[STATED EXERCISE]: Reproduce the following records verbatim, line for line.

[STORED ROWS]:
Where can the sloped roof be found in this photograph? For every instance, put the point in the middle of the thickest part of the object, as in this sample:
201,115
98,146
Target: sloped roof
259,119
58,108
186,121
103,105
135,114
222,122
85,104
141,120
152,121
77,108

[RIGHT ANSWER]:
Where can the sloped roof be found in this photograph? For every instance, put the point in the middle of the thickest part of the object, as in this sample:
201,115
98,146
Target: sloped roof
259,119
58,108
186,121
103,105
135,114
222,122
85,104
141,120
152,121
77,108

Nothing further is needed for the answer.